- _Articolo_
■ ■ ■ ■
Se invece non hanno la perseveranza, cioè non rimangono nello stato in cui hanno cominciato ad essere, il loro appellativo non è dato secondo verità, perché sono chiamati così senza esserlo: infatti essi non lo sono presso Colui al quale è noto quello che saranno, cioè malvagi dopo essere stati buoni.
Per questo, dopo che l'Apostolo ha detto: Sappiamo che Dio coopera in ogni cosa al bene per coloro che lo amano, sapendo che taluni amano Dio e non permangono in questo bene fino alla fine subito aggiunge: per coloro che sono stati chiamati secondo il decreto. ( Rm 8,28 )
Questi ultimi infatti rimangono fino alla fine nello stato di amore verso Dio; e quelli che per un certo tempo ne deviano vi ritornano, per restare fino alla fine nel bene in cui avevano iniziato ad essere.
E per dimostrare che cosa significhi essere chiamati secondo il decreto, subito aggiunge quello che ho già citato: Perché quelli che egli conobbe precedentemente, li predestinò anche ad essere conformi all'immagine del Figlio suo, affinché egli sia primogenito tra molti fratelli; ma quelli che ha predestinato li ha anche chiamati, cioè secondo il decreto, e quelli che ha chiamati li ha anche giustificati; e quelli che ha giustificati li ha anche glorificati. ( Rm 8,29-30 )
Tutte queste azioni sono state già compiute: conobbe precedentemente, predestinò, chiamò, giustificò, perché tutti ormai sono stati conosciuti e predestinati, e molti già chiamati e giustificati.
Ciò che invece pone per ultimo: li ha anche glorificati, non è ancora avvenuto ( perché qui bisogna intendere quella gloria della quale lo stesso Apostolo dice: Quando Cristo, vita vostra, apparirà, allora anche voi apparirete in gloria con lui ( Col 3,4 ).
■ ■ ■ ■
- _Elenco dei record_

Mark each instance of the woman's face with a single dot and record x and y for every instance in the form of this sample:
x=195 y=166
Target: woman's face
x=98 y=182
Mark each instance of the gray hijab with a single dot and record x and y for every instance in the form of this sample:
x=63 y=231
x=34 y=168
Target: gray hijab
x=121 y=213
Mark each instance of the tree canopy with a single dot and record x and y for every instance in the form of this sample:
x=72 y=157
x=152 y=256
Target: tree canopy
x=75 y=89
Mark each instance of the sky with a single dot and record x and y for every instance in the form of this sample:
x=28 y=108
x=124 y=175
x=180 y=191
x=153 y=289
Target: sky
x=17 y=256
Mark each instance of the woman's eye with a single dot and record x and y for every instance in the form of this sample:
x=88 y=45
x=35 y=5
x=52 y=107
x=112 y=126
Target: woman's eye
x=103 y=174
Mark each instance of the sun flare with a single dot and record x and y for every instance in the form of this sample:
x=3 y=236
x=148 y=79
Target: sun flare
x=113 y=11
■ ■ ■ ■
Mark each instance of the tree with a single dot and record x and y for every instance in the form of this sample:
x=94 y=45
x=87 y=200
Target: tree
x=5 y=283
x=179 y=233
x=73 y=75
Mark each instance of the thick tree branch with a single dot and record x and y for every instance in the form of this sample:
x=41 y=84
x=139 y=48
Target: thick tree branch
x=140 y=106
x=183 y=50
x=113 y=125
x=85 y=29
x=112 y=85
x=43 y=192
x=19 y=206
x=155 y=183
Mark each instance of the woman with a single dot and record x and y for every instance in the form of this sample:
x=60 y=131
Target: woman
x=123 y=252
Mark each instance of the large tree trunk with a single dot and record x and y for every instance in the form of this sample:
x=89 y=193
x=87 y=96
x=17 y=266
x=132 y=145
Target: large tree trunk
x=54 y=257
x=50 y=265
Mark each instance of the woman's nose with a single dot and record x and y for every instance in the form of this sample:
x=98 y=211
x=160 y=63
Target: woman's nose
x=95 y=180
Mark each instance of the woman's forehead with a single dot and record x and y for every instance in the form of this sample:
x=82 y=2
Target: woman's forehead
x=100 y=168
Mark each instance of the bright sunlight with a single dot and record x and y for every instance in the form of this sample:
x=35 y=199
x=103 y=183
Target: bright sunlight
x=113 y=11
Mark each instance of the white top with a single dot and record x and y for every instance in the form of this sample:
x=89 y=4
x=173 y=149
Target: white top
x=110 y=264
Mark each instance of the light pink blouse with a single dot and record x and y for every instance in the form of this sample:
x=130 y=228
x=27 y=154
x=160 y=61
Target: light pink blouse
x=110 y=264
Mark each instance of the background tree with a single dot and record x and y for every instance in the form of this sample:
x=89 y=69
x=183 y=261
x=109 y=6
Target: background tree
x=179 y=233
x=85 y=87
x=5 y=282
■ ■ ■ ■
- _Sfide_
(A) Secondo l'articolo sulla predestinazione, quale delle azioni elencate dall'Apostolo non è ancora avvenuta?
(B) Per favore, scrivi il seguito dell'articolo sulla predestinazione a partire dalla sua ultima frase.

- _Risultati attesi_
(A) La glorificazione: «li ha anche glorificati» non è ancora avvenuto.

(B)
Per quanto, anche quelle due azioni, cioè: chiamò e giustificò, non si sono realizzate in tutti coloro ai quali sono riferite: infatti fino alla fine del mondo molti devono ancora essere chiamati e giustificati.
Tuttavia sono state usate espressioni al passato anche su cose ancora da avvenire, come se Dio avesse già realizzato quelle cose il cui adempimento ha disposto fino dall'eternità.
Perciò il profeta Isaia dice di lui: Colui che fece le cose che avverranno. ( Is 45,11 sec. LXX )
Dunque tutti quelli che sono stati conosciuti fin da prima nella disposizione sommamente previdente di Dio, che sono stati predestinati, chiamati, giustificati, glorificati, non dico quando ancora non sono rinati, ma quando ancora non sono nemmeno nati, già sono figli di Dio, e assolutamente non possono perire.
Questi veramente vengono a Cristo, perché vengono nel modo che dice egli stesso: Tutto ciò che il Padre mi dà, verrà a me; e colui che viene a me, io non lo caccerò fuori. ( Gv 6,37 )
E poco dopo aggiunge: Questa è la volontà del Padre che mi mandò, che io non perda niente di ciò che egli mi dette. ( Gv 6,39 )
Da lui dunque è data anche la perseveranza nel bene sino alla fine, e non viene data se non a quelli che non periranno, perché quelli che non perseverano periranno.
Per quelli che hanno un tale modo di amarlo, Dio coopera in ogni cosa al bene, proprio in tutte le cose, fino a tanto che se anche alcuni di loro deviano ed escono di carreggiata, perfino un fatto simile lo rivolge al loro bene, perché tornano più umili e meglio ammaestrati.
Infatti imparano che proprio nella via giusta essi debbono esultare con tremore, non arrogandosi la fiducia di permanere nel bene come se ciò venisse dalla loro propria capacità, e senza dire nella loro prosperità: Non vacilleremo in eterno. ( Sal 30,7 )
È per questo che ad essi è detto: Servite il Signore nel timore, ed esultate in lui con tremore, perché una volta o l'altra il Signore non si adiri e voi vi perdiate dalla giusta via. ( Sal 50,22 )
E non dice infatti: Non veniate alla giusta via, ma: e perché voi non vi perdiate dalla giusta via, volendo dimostrare solo questo: coloro che già camminano nella giusta via sono ammoniti a servire Dio nel timore, cioè a non inorgoglire, ma ad avere timore. ( Rm 11,20 )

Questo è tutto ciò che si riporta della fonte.